# KUTIPAN PILIHAN:
————

Pabrikan Rokok Kecil Minta Pabrikan Besar Asing Bayar Cukai Tinggi

Senin, 14 Oktober 2019 - 11:26 WIB
Pabrikan Rokok Kecil...
Pabrikan Rokok Kecil Minta Pabrikan Besar Asing Bayar Cukai Tinggi
A A A
JAKARTA - Asosiasi perusahaan rokok kecil yang tergabung dalam Forum Masyarakat Industri Rokok Seluruh Indonesia (Formasi) mendesak Pemerintah agar merumuskan kebijakan cukai yang adil agar upaya-upaya pensiasatan maupun kecurangan yang dilakukan oleh pabrikan rokok besar asing dapat diminimalisir.

Cara yang dapat dilakukan yakni dengan menggabungkan Sigaret Kretek Mesin (SKM) dan Sigaret Putih Mesin (SPM) supaya produksinya menjadi 3 miliar batang per tahun sehingga pabrikan besar membayar tarif cukai rokok tertinggi, yakni golongan 1.

"Pengabungan SKM dan SPM supaya pabrik rokok besar asing mainnya harus di atas. Ada pabrik besar asing produk SKM-nya golongan satu, tapi SPM masuk layer dua. Itu perusahaan asing dan golongan gede, tapi bayarnya sama dengan saya (perusahaan kecil)," ujar Ketua Harian Formasi, Heri Susianto di Jakarta, Senin (14/10/2019).

Menurut Heri, siasat yang digunakan dengan membatasi volume produksinya agar tetap di bawah golongan 1, yakni 3 miliar batang per tahun, sehingga terhindar dari kewajiban membayar tarif cukai tertinggi. Padahal tarif cukai golongan 2 SPM dan SKM lebih murah sekitar 50%-60% dibandingkan golongan I.

"Kondisi ini sama halnya naik transportasi kelas bisnis tapi bayarnya ekonomi," kata Heri.

————

# DATA TERSIMPAN:
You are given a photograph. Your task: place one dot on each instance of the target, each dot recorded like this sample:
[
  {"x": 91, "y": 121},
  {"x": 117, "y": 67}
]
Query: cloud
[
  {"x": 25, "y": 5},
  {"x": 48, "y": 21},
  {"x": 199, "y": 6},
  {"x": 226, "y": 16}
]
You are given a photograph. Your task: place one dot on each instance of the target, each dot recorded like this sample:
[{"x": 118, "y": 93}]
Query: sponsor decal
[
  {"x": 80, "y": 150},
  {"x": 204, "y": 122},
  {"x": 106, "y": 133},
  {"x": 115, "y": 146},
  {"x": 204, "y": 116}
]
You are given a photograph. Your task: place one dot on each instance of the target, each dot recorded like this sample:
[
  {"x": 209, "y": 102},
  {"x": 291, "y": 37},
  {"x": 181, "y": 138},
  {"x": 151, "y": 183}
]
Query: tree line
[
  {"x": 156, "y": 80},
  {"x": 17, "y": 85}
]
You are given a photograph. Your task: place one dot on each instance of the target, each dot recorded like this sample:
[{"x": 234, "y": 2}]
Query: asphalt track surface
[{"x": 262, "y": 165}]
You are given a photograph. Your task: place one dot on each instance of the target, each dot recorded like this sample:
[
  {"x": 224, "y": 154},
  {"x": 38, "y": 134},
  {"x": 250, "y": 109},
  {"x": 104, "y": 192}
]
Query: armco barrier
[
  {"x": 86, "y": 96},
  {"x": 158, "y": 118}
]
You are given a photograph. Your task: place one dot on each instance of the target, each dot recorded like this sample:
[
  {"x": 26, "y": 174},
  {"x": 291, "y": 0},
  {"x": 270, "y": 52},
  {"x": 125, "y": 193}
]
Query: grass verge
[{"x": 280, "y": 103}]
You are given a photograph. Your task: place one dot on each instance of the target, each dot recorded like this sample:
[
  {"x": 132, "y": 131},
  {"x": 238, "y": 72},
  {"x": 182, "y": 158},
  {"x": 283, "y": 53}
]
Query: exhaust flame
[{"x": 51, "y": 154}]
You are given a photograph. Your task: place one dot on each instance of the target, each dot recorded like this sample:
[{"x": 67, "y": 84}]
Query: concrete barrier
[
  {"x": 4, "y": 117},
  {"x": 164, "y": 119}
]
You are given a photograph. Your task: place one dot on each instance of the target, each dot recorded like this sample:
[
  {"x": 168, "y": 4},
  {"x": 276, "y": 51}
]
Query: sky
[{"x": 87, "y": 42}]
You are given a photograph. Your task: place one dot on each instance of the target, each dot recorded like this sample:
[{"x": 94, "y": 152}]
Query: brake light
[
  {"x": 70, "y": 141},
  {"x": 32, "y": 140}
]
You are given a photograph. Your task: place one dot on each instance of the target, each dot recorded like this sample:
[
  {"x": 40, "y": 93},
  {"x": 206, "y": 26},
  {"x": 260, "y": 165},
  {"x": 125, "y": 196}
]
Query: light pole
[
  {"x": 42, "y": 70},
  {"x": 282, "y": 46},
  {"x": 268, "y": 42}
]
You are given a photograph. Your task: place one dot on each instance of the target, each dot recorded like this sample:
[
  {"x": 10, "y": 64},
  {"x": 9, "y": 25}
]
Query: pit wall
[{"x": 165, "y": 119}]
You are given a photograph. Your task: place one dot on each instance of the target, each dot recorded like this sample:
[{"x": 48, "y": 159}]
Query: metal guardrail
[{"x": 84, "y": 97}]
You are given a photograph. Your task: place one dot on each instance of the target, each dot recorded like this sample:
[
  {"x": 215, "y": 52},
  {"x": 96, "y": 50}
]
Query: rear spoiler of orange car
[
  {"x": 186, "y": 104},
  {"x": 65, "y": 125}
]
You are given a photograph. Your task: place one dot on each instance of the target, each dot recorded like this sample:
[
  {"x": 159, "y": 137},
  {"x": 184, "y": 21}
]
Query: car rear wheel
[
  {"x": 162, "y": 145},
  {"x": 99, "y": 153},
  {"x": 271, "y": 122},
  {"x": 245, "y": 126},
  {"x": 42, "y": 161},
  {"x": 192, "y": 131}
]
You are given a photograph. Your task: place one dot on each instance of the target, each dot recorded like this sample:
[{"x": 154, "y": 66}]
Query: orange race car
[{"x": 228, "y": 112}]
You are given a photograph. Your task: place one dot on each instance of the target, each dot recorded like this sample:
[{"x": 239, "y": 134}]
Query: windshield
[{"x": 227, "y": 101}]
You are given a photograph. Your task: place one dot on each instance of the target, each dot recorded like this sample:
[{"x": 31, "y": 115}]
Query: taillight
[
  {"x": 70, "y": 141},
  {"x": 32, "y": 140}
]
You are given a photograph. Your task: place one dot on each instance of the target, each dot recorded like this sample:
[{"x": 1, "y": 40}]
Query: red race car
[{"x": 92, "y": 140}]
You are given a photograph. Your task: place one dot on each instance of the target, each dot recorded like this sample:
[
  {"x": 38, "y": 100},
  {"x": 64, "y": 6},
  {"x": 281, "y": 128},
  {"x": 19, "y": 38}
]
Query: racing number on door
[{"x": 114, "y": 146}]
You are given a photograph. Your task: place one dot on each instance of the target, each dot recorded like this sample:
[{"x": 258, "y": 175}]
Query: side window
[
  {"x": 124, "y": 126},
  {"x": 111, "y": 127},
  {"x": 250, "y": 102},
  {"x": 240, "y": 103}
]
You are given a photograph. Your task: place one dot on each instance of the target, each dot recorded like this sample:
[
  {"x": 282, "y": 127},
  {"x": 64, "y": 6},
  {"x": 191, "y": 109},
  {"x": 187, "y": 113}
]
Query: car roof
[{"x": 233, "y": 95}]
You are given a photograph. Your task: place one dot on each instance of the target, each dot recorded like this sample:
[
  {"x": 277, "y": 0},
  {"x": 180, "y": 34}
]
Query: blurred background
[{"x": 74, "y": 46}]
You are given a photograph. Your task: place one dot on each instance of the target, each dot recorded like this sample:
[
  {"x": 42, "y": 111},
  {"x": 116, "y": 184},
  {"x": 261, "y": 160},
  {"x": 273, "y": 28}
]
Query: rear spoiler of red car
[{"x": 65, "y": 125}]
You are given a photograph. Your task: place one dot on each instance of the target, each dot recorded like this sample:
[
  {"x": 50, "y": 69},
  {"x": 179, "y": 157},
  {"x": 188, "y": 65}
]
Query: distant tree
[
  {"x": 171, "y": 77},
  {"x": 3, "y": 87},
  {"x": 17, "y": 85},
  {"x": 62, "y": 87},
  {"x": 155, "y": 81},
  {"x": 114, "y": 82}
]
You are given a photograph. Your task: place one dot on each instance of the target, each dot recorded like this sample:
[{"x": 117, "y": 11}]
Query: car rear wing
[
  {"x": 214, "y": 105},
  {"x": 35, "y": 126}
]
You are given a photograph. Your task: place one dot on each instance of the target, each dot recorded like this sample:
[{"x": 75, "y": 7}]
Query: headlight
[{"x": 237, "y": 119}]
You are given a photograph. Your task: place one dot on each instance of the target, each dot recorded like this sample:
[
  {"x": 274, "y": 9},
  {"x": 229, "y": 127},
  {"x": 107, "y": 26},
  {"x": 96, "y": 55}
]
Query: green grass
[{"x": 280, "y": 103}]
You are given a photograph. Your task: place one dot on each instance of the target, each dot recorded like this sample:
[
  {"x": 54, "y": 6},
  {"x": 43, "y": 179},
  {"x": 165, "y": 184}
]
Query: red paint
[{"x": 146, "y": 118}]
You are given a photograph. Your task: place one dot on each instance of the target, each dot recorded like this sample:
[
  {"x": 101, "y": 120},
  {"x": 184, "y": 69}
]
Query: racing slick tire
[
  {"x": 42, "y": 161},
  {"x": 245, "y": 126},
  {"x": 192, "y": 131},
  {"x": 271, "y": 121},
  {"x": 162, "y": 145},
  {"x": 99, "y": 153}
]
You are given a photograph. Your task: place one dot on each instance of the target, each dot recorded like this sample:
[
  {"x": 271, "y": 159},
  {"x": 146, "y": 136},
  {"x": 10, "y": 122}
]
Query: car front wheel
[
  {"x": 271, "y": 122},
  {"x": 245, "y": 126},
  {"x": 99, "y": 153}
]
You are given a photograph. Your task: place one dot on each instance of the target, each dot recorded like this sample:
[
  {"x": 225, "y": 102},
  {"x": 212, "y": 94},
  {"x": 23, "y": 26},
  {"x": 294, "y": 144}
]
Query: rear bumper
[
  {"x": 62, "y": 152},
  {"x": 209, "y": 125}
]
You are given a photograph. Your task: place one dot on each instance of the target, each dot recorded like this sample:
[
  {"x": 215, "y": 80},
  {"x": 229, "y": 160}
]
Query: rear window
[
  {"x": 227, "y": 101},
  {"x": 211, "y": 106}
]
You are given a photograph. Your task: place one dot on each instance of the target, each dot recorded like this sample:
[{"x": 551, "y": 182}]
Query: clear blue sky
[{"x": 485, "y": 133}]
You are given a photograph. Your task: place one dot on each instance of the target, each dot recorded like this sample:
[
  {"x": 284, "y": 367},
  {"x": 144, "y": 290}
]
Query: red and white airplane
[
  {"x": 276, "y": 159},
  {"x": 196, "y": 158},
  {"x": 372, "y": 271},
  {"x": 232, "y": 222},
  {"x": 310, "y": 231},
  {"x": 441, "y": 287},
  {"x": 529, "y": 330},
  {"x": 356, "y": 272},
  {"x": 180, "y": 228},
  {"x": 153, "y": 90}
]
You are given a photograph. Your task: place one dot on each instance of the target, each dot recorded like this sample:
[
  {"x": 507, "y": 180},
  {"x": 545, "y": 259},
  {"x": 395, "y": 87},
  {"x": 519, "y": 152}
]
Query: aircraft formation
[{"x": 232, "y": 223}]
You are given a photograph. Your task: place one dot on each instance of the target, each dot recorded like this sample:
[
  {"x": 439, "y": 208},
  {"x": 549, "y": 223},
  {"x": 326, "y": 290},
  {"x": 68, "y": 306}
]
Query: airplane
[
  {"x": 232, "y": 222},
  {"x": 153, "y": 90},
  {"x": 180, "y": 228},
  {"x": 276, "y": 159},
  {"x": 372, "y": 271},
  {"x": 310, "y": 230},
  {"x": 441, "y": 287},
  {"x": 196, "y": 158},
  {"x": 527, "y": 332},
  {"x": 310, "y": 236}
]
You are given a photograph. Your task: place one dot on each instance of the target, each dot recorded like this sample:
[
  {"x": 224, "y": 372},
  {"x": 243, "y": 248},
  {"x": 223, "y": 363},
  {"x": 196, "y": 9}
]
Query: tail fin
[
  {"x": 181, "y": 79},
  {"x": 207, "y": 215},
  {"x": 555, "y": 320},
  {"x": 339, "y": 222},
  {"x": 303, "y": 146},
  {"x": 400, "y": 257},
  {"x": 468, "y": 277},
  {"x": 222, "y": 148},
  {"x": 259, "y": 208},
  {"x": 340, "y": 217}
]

————

# DAFTAR TUGAS:
1. Tuliskan kembali bagian artikel cukai rokok yang diawali dengan kata-kata "Senin, 14 Oktober" dan diakhiri dengan "asing dapat diminimalisir.".
2. Menurut artikel cukai rokok, seberapa lebih murah tarif cukai golongan 2 SPM dan SKM dibandingkan golongan I?
Entri-entri tersebut tidak ada hubungannya dengan artikel cukai rokok.

# JAWABAN YANG DIHARAPKAN:
1.
Senin, 14 Oktober 2019 - 11:26 WIB
Pabrikan Rokok Kecil...
Pabrikan Rokok Kecil Minta Pabrikan Besar Asing Bayar Cukai Tinggi
A A A
JAKARTA - Asosiasi perusahaan rokok kecil yang tergabung dalam Forum Masyarakat Industri Rokok Seluruh Indonesia (Formasi) mendesak Pemerintah agar merumuskan kebijakan cukai yang adil agar upaya-upaya pensiasatan maupun kecurangan yang dilakukan oleh pabrikan rokok besar asing dapat diminimalisir.

2. Sekitar 50%-60% lebih murah.